→ **Exercise instructions**
Copy the article on the national teams' pay agreement from "FFA said that" up to and including "elite female players.", changing every "pandemic" to "health crisis".

→ **Selected text**
-- Opening Marker --

Football Federation Australia (FFA) and Professional Footballers Australia (PFA) have today come to terms on a revised Collective Bargaining Agreement (CBA) for Socceroos and Matildas players.
Remuneration, high-performance standards, and gender equality will be maintained for the national teams – despite the COVID-19 pandemic.
FFA said that the CBA makes sure that Australia will continue to be a global leader for advancing gender equity and pay parity in football.
The National Teams Collective Bargaining Agreement extends until the end of the 2023 FIFA Women’s World Cup.
FFA and PFA have agreed to make adjustments to the CBA to deal with the economic impacts that the pandemic has caused. Due to the pandemic there has been less opportunities for the national teams to generate revenue.
Contracted Matildas players will continue to be paid a monthly wage. FFA views this as critical to continuing to support elite female players.
FFA CEO James Johnson said that the agreement ensures that equal shares of revenues generated by the national teams will be given to the Socceroos and Matildas.
“We have worked collaboratively and with strong principles with the PFA and the national team players to carefully consider the challenges we are confronting and developing a future proof agreement which takes into account the environmental challenges that we are confronting globally at present,” he said in a statement.
“With this CBA now finalised, we look forward to working with the players and PFA to develop plans to recover from the pandemic. The strong schedules of activities both teams are set to experience in 2021 and beyond will assist in the regeneration of long-term national team revenues, which will not only benefit our elite players but many other areas of the sport.”

-- Closing Marker --

→ **Natural-language object grounding data**
-- Opening Marker --

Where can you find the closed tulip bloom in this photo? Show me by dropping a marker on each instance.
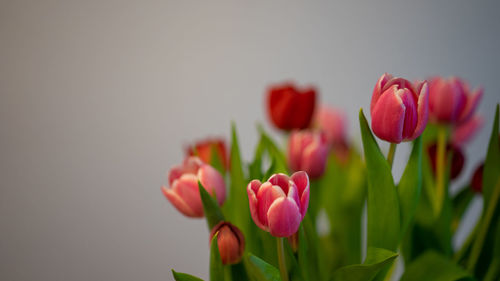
(184, 193)
(231, 242)
(451, 101)
(399, 109)
(308, 151)
(279, 204)
(290, 107)
(205, 147)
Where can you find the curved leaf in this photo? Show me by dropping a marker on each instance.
(383, 204)
(376, 260)
(179, 276)
(432, 266)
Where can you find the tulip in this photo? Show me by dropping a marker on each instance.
(464, 132)
(457, 158)
(204, 149)
(184, 193)
(451, 101)
(399, 109)
(230, 240)
(290, 107)
(279, 205)
(477, 179)
(308, 151)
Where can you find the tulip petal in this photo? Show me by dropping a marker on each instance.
(252, 189)
(212, 180)
(471, 105)
(388, 116)
(178, 203)
(377, 91)
(301, 179)
(284, 217)
(422, 110)
(267, 194)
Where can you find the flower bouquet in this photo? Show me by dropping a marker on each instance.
(296, 213)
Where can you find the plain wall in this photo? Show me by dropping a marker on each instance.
(99, 98)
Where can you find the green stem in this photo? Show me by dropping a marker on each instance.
(483, 229)
(440, 167)
(392, 152)
(281, 258)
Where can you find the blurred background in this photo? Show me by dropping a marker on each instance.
(99, 98)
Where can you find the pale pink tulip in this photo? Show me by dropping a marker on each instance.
(399, 109)
(451, 101)
(184, 193)
(279, 205)
(308, 151)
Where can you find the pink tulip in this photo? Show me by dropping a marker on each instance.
(308, 151)
(184, 193)
(464, 132)
(332, 123)
(451, 101)
(279, 205)
(399, 109)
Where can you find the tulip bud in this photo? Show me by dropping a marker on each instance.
(184, 193)
(230, 240)
(290, 107)
(279, 205)
(451, 101)
(308, 151)
(399, 109)
(477, 179)
(457, 158)
(204, 149)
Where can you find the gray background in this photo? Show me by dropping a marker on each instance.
(98, 99)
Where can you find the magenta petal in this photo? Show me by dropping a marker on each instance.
(267, 194)
(388, 116)
(422, 111)
(178, 203)
(471, 105)
(212, 180)
(302, 181)
(377, 91)
(252, 189)
(465, 131)
(284, 217)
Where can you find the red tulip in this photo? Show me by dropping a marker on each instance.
(184, 193)
(451, 101)
(290, 107)
(308, 151)
(399, 109)
(457, 158)
(477, 179)
(231, 242)
(279, 205)
(204, 149)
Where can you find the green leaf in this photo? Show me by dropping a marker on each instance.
(260, 270)
(211, 209)
(383, 226)
(410, 186)
(492, 164)
(432, 266)
(216, 267)
(215, 160)
(376, 260)
(179, 276)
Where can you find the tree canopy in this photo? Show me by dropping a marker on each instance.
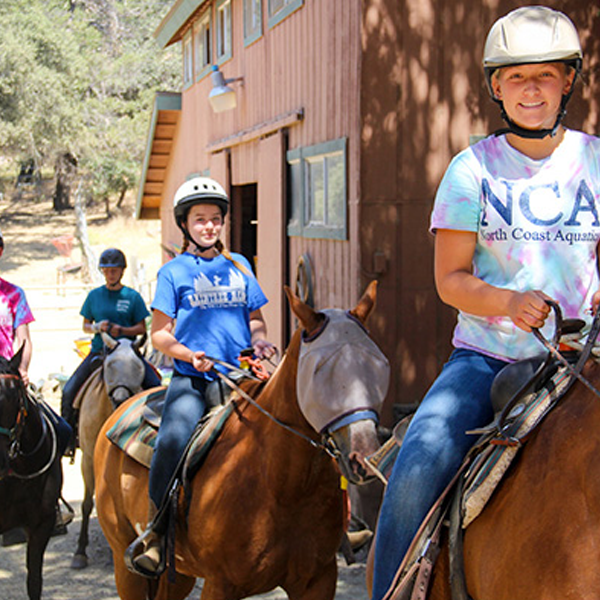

-- Closing Marker --

→ **Answer for the task**
FFA said that the CBA makes sure that Australia will continue to be a global leader for advancing gender equity and pay parity in football.
The National Teams Collective Bargaining Agreement extends until the end of the 2023 FIFA Women’s World Cup.
FFA and PFA have agreed to make adjustments to the CBA to deal with the economic impacts that the health crisis has caused. Due to the health crisis there has been less opportunities for the national teams to generate revenue.
Contracted Matildas players will continue to be paid a monthly wage. FFA views this as critical to continuing to support elite female players.